(Point labeling examples)
┄┄┄┄┄┄┄┄┄┄┄┄┄┄┄┄┄┄┄┄
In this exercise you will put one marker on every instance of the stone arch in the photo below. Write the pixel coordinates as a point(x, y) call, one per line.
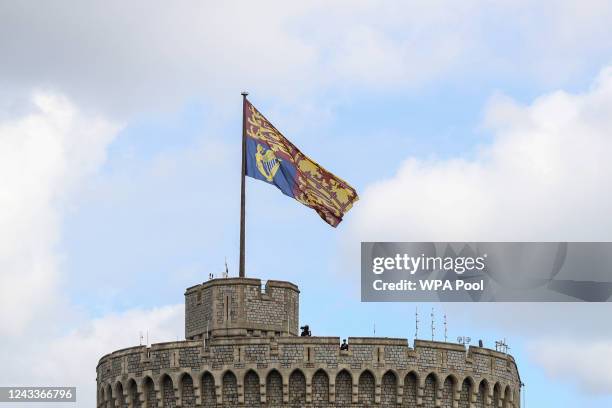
point(133, 397)
point(109, 401)
point(207, 390)
point(497, 395)
point(344, 389)
point(297, 389)
point(388, 394)
point(229, 390)
point(320, 389)
point(483, 394)
point(516, 401)
point(187, 391)
point(252, 394)
point(448, 391)
point(101, 397)
point(429, 391)
point(150, 397)
point(411, 382)
point(168, 396)
point(274, 389)
point(120, 399)
point(366, 388)
point(465, 392)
┄┄┄┄┄┄┄┄┄┄┄┄┄┄┄┄┄┄┄┄
DIRECTIVE: Rewrite the rows above, switching "stone arch" to "brick arch" and keeping everything else the same. Leave the pictures out of your version.

SOLUTION TO THIS TASK:
In this exercise you will put one marker on every instance of the brick arch in the photo below. Write the pixel coordinates as a point(x, y) call, one per line.
point(133, 397)
point(109, 401)
point(207, 390)
point(497, 395)
point(344, 389)
point(297, 389)
point(388, 394)
point(229, 390)
point(320, 389)
point(483, 394)
point(516, 401)
point(187, 391)
point(252, 394)
point(448, 391)
point(101, 397)
point(429, 391)
point(150, 397)
point(411, 382)
point(168, 396)
point(274, 389)
point(120, 399)
point(366, 388)
point(465, 392)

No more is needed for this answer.